A adoção acelerada de tecnologia implica riscos sistêmicos decorrentes de falhas tecnológicas. Por exemplo, um incidente cibernético envolvendo um fornecedor essencial pode paralisar cadeias de suprimentos inteiras. A integração acelerada da Inteligência Artificial (IA) sem a devida supervisão pode gerar vieses, novas fontes de responsabilidade jurídica e, em alguns casos, decisões de difícil explicação.
O impacto da mudança climática
Que o clima está mudando e impactando o mundo é uma realidade: ondas de calor, enchentes e múltiplos fenômenos extremos se reproduzem por todo o planeta. O Painel Intergovernamental sobre Mudanças Climáticas (IPCC) e as agências europeias alertam para um aumento na frequência e intensidade de eventos e efeitos cumulativos deles. Além disso, a adaptação e as políticas de transição poderiam gerar custos a curto prazo e desigualdades entre os territórios, o que complicaria a resiliência, tanto pública quanto empresarial.
Quando falamos em riscos de transição, nos referimos a mudanças regulatórias, tributárias e tarifárias ou à reconfiguração de mercados, que impactam diretamente os modelos de negócio, conforme detalhado pelo Banco Central Europeu em seu estudo The intersection between climate transition policies and geoeconomicfragtion.
Não menos importantes são os riscos físicos diretos, como interrupções logísticas, danos a infraestruturas ou perdas de matérias-primas. Há também os riscos ligados ao desenvolvimento e à vulnerabilidade, já que as regiões com menor capacidade de adaptação sofrem mais as consequências. Segundo a Agência Europeia do Meio Ambiente, isto pode criar pressões migratórias e sociais que, por sua vez, retroalimentam ameaças geopolíticas e de mercado.
A integração dos riscos
Todas estas ameaças são por si mesmas, mas também pelo efeito cascata e pelas retroalimentações que acarretam. Um exemplo apresentado pela Comissão Europeia é o seguinte: ocorre um choque geopolítico de grande magnitude; como resultado, há uma interrupção no fornecimento de energia, o que gera pressões inflacionárias. Essas pressões, por sua vez, aumentam o estresse das equipes e reduzem os investimentos em capacitação, e o que acontece então? Cresce o risco operacional e a exposição a falhas tecnológicas.
A Agência Europeia do Meio Ambiente também explica como os riscos climáticos interagem. Em um evento extremo, como uma inundação, centros de dados ou infraestruturas logísticas podem ser comprometidos, provocando incidentes cibernéticos e quedas de serviço. Tudo isso teria um efeito em cadeia sobre os serviços financeiros e de mobilidade. É claro, estes são alguns dos gatilhos mais evidentes, mas não os únicos. Não podemos esquecer a pandemia de covid-19, que impactou todos os setores – da política, com divergências nas estratégias de gestão, à economia, com reduções generalizadas do PIB e impactos sociais e trabalhistas de diferentes naturezas.

Itens de dados
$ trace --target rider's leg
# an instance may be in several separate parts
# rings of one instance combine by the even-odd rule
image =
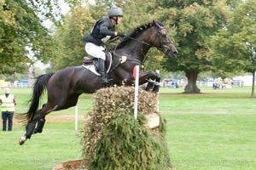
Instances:
[[[105,73],[105,60],[101,58],[99,59],[99,73],[102,76],[102,83],[109,83],[110,79],[108,79],[108,76]]]

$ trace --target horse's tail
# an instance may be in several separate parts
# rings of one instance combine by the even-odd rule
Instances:
[[[24,113],[25,116],[23,116],[25,121],[27,121],[26,125],[32,121],[35,112],[38,109],[42,94],[44,94],[44,92],[46,90],[48,81],[53,74],[54,73],[44,74],[37,77],[33,85],[32,96],[31,99],[26,101],[26,104],[30,104],[29,110],[26,113]]]

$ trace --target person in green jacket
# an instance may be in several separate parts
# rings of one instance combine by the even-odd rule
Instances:
[[[0,96],[0,105],[3,119],[3,131],[6,131],[6,123],[8,121],[8,131],[12,131],[13,116],[15,113],[15,106],[17,105],[17,100],[14,94],[9,94],[9,88],[4,88],[5,94]]]

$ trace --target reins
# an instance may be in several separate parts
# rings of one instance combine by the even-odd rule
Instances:
[[[157,38],[157,37],[160,36],[159,31],[161,31],[162,29],[165,29],[165,28],[156,29],[156,31],[155,31],[156,33],[155,33],[154,40],[153,42],[154,42],[155,39]],[[137,42],[138,42],[140,43],[148,45],[149,47],[154,47],[154,45],[151,45],[150,43],[145,42],[143,41],[141,41],[141,40],[138,40],[138,39],[136,39],[136,38],[133,38],[133,37],[131,37],[129,36],[125,35],[125,37],[127,37],[127,38],[129,38],[129,39],[137,41]],[[160,43],[172,43],[171,42],[163,42],[163,41],[160,40]],[[118,44],[113,48],[113,56],[118,57],[119,59],[119,63],[113,69],[111,69],[111,71],[109,71],[108,74],[110,74],[113,71],[114,71],[121,64],[121,60],[121,60],[122,57],[119,54],[118,54],[115,53],[115,50],[116,50],[117,47],[118,47]],[[165,48],[157,48],[157,47],[155,47],[155,48],[158,48],[159,50],[166,50]],[[144,62],[146,61],[146,60],[148,59],[147,54],[143,54],[144,55],[143,61],[140,61],[140,60],[138,60],[137,59],[127,59],[127,60],[136,61],[136,62],[138,62],[141,65],[143,65],[144,64]]]

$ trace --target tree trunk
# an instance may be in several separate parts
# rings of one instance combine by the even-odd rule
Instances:
[[[195,71],[186,71],[185,76],[188,78],[188,84],[185,87],[184,94],[200,94],[200,89],[196,86],[198,72]]]
[[[253,70],[253,86],[252,86],[251,98],[254,98],[255,71],[256,71],[256,70]]]

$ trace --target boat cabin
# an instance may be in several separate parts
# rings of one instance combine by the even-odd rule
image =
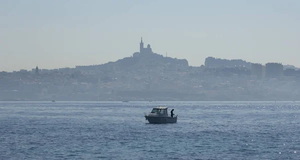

LISTA DE TAREFAS
[1] Segundo o texto sobre riscos, o que um incidente cibernético envolvendo um fornecedor essencial pode causar?
[2] Reescreva o trecho do texto sobre riscos que começa em "O impacto da" e termina em "pública quanto empresarial.", trocando "enchentes" por "inundações".
Os dados não têm nenhuma relação com o texto.

RESPOSTAS POR TAREFA
[1] Pode paralisar cadeias de suprimentos inteiras.

[2]
O impacto da mudança climática
Que o clima está mudando e impactando o mundo é uma realidade: ondas de calor, inundações e múltiplos fenômenos extremos se reproduzem por todo o planeta. O Painel Intergovernamental sobre Mudanças Climáticas (IPCC) e as agências europeias alertam para um aumento na frequência e intensidade de eventos e efeitos cumulativos deles. Além disso, a adaptação e as políticas de transição poderiam gerar custos a curto prazo e desigualdades entre os territórios, o que complicaria a resiliência, tanto pública quanto empresarial.